* Start Supplied material *

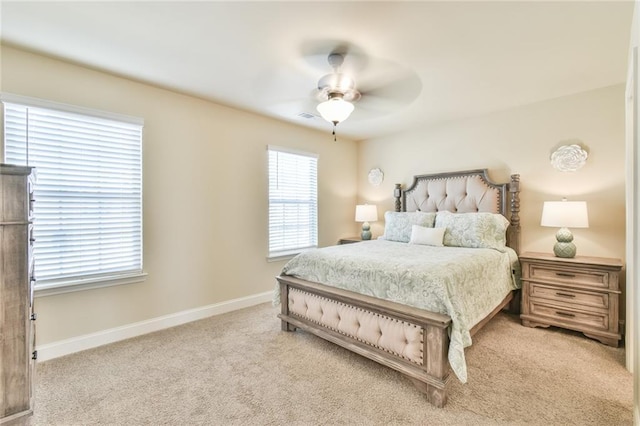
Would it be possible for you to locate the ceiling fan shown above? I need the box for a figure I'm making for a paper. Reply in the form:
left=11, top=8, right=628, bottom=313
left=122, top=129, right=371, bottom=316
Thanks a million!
left=316, top=53, right=362, bottom=136
left=315, top=44, right=422, bottom=140
left=256, top=40, right=422, bottom=139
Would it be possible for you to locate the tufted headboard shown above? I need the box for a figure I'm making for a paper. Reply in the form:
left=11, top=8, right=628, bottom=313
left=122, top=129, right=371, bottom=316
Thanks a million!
left=393, top=169, right=520, bottom=253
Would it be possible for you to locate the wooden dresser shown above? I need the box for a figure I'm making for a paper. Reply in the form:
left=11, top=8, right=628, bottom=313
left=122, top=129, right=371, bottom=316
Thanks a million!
left=520, top=253, right=622, bottom=347
left=0, top=164, right=36, bottom=425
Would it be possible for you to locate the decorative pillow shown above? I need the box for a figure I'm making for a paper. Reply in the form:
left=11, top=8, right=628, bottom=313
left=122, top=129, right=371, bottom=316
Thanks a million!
left=435, top=211, right=509, bottom=251
left=384, top=211, right=436, bottom=243
left=409, top=225, right=446, bottom=246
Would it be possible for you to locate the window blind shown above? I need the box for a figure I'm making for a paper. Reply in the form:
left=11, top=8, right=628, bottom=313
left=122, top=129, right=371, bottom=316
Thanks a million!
left=268, top=146, right=318, bottom=257
left=4, top=97, right=142, bottom=288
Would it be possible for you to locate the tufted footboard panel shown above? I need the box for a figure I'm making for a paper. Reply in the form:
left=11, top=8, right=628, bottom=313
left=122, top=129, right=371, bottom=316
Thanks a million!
left=277, top=276, right=451, bottom=407
left=289, top=288, right=424, bottom=365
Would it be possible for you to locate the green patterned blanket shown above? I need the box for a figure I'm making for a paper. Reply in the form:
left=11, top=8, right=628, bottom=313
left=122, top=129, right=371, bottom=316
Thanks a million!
left=274, top=240, right=520, bottom=383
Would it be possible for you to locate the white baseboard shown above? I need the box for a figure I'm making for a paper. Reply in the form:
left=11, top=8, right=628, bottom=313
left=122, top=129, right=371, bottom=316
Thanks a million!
left=36, top=291, right=273, bottom=362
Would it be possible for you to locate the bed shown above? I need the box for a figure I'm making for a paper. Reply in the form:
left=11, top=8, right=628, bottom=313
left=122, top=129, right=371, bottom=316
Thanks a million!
left=276, top=169, right=520, bottom=407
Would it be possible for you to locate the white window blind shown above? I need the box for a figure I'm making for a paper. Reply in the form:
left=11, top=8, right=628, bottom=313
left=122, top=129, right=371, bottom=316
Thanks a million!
left=3, top=96, right=142, bottom=289
left=268, top=146, right=318, bottom=257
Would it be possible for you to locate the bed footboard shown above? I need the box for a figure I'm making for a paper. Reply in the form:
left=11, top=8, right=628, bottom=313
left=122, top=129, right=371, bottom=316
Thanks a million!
left=277, top=276, right=451, bottom=407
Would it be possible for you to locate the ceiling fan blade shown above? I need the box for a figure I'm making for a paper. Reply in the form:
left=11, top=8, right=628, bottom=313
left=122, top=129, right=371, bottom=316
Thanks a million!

* End Supplied material *

(Exercise goal)
Rewrite the lines above as a JSON list of strings, with one string for each line. Skip blank lines and leave the pictures out.

(Task output)
[
  "Would it be possible for you to locate the ceiling fan shown above? I need the box for a figure I'm making for a paper. Reply in the form:",
  "left=11, top=8, right=628, bottom=313",
  "left=122, top=129, right=371, bottom=316",
  "Thanks a million!",
  "left=316, top=53, right=362, bottom=136",
  "left=315, top=44, right=422, bottom=140",
  "left=256, top=40, right=422, bottom=139",
  "Would it be possible for you to locate the tufted headboard shown above? I need the box for a figure I'm making for a paper. Reply in the form:",
  "left=11, top=8, right=628, bottom=313",
  "left=122, top=129, right=371, bottom=316",
  "Thanks a million!",
  "left=393, top=169, right=520, bottom=253",
  "Would it be possible for you to locate the wooden dresser shown above? I need the box for a figure I'm making for a paper. Reply in the form:",
  "left=11, top=8, right=628, bottom=313",
  "left=122, top=129, right=371, bottom=316",
  "Thanks a million!",
  "left=520, top=253, right=622, bottom=347",
  "left=0, top=164, right=36, bottom=425",
  "Would it be possible for you to locate the decorative pillow shown above? I need the box for a figure I'm making for a paper. Reply in the form:",
  "left=11, top=8, right=628, bottom=313",
  "left=122, top=129, right=371, bottom=316",
  "Thanks a million!",
  "left=435, top=211, right=509, bottom=251",
  "left=384, top=211, right=436, bottom=243",
  "left=409, top=225, right=446, bottom=246",
  "Would it be possible for you to locate the window blind shown above? I need the box for a figure I'm making for a paper. Reply in the form:",
  "left=11, top=8, right=628, bottom=313",
  "left=122, top=129, right=371, bottom=316",
  "Thanks a million!",
  "left=268, top=146, right=318, bottom=257",
  "left=4, top=97, right=142, bottom=288",
  "Would it be possible for you to locate the tufted footboard panel shown above? I need the box for a figure I'm making for a paper. Reply in the form:",
  "left=11, top=8, right=628, bottom=313",
  "left=122, top=129, right=371, bottom=316",
  "Thanks a million!",
  "left=277, top=276, right=451, bottom=407",
  "left=289, top=288, right=424, bottom=365",
  "Would it be possible for you to locate the green patterned blanket shown above? I need the box for a figure I'm making for a paper. Reply in the form:",
  "left=11, top=8, right=628, bottom=313",
  "left=122, top=129, right=371, bottom=316",
  "Thanks a million!",
  "left=274, top=240, right=520, bottom=383",
  "Would it be possible for you to locate the white baseboard shown above? I need the box for a figure I'm making for a paper. Reply in the form:",
  "left=11, top=8, right=628, bottom=313",
  "left=122, top=129, right=371, bottom=316",
  "Thanks a million!",
  "left=36, top=291, right=273, bottom=362",
  "Would it be possible for you to locate the bed shown above? I need the box for a figure I'm making for a paper. Reply in the form:",
  "left=11, top=8, right=628, bottom=313",
  "left=122, top=129, right=371, bottom=316",
  "Thanks a million!",
  "left=276, top=169, right=520, bottom=407",
  "Would it be possible for you to locate the white window blind shown above? I need the box for a figure I'm making for a paper. Reply in the form:",
  "left=11, top=8, right=628, bottom=313",
  "left=122, top=129, right=371, bottom=316",
  "Thanks a million!",
  "left=3, top=96, right=142, bottom=289",
  "left=268, top=146, right=318, bottom=257",
  "Would it be possible for you to locate the bed footboard shown above? I need the box for a figure I'm making for a paper. Reply in the form:",
  "left=11, top=8, right=628, bottom=313",
  "left=122, top=129, right=371, bottom=316",
  "Thanks a million!",
  "left=277, top=276, right=451, bottom=407",
  "Would it be possible for you to locate the ceiling fan blade shown above? I need the box for a figure I'm making for a paper. Reply in the form:",
  "left=11, top=8, right=628, bottom=313",
  "left=122, top=129, right=371, bottom=316",
  "Thanks a million!"
]